-- Start --
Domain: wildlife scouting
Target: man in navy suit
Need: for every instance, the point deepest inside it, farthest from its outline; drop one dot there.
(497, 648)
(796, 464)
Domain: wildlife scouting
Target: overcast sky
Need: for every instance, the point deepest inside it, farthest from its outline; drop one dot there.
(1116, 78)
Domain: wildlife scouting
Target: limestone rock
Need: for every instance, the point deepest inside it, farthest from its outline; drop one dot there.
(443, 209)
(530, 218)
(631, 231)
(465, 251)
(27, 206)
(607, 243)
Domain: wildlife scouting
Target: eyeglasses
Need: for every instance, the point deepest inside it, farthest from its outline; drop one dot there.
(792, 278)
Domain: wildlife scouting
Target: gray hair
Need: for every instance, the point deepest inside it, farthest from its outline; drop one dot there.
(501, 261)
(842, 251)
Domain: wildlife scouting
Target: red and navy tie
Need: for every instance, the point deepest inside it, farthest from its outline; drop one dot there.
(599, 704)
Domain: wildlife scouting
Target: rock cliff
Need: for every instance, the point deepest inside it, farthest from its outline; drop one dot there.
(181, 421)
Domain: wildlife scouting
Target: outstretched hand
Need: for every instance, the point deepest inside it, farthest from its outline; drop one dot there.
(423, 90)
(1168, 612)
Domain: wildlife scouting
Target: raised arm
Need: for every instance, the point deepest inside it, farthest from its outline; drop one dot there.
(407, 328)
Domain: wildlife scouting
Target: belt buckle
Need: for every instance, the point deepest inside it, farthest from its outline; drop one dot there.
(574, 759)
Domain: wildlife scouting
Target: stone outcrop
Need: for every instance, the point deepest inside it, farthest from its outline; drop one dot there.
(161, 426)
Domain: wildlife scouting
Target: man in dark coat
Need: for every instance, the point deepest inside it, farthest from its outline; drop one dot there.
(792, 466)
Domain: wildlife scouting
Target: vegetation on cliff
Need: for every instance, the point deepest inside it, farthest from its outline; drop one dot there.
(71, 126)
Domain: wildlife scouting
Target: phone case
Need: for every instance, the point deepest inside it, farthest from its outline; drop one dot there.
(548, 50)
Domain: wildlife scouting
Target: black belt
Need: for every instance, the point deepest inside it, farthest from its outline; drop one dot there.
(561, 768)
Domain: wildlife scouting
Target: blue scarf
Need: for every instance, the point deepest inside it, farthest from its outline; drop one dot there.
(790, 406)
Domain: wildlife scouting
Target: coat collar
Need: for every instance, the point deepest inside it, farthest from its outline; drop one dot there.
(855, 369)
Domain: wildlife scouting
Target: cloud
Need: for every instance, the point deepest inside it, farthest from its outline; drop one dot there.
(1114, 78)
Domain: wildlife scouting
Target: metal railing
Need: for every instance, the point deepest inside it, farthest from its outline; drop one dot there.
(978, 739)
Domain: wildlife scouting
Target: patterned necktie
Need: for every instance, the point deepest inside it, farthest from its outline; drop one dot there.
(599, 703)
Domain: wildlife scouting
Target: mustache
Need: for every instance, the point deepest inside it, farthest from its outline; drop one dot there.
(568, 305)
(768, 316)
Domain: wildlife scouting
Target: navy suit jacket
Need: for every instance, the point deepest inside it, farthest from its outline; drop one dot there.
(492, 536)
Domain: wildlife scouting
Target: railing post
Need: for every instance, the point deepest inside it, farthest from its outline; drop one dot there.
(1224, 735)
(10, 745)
-- End --
Exercise
Return every line of the records that contains the word "suit", treating case as significant.

Exercise output
Target: man in navy suit
Target: navy suit jacket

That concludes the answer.